» Source information:
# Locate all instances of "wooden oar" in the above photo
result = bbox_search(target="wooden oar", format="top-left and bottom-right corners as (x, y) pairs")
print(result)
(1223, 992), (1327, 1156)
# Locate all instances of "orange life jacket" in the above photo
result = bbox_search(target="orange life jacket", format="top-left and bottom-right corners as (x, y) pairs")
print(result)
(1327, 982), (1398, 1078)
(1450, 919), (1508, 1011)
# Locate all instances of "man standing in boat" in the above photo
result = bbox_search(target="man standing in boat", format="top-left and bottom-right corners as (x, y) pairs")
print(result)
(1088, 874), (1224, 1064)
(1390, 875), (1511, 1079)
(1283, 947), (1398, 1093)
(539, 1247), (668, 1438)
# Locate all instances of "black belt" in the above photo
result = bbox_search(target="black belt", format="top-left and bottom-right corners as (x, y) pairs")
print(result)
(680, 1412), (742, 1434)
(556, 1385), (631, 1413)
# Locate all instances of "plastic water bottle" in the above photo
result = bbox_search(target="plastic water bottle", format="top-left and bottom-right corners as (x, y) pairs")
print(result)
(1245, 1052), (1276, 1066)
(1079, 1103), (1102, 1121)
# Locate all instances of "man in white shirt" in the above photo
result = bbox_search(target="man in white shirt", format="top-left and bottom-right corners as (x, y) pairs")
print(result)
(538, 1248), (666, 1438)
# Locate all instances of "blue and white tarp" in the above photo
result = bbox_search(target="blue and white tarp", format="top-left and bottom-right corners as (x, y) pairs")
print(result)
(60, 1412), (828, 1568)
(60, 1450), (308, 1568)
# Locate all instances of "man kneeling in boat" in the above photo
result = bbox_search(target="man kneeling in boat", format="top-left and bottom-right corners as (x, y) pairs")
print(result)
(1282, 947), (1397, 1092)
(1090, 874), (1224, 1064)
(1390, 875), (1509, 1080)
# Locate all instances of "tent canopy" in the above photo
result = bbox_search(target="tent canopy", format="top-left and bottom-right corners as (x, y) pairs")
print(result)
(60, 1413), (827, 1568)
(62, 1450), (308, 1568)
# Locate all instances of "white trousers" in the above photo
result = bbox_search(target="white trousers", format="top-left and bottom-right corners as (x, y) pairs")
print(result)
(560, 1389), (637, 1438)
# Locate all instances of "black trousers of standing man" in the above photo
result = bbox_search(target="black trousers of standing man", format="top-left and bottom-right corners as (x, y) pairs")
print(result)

» Instructions for the task: Copy each line above where the string "blue" occurs.

» Response area:
# Locate all instances of "blue and white tarp" in the above photo
result = bbox_search(target="blue and white tarp", format="top-left and bottom-right corners as (x, y) pairs")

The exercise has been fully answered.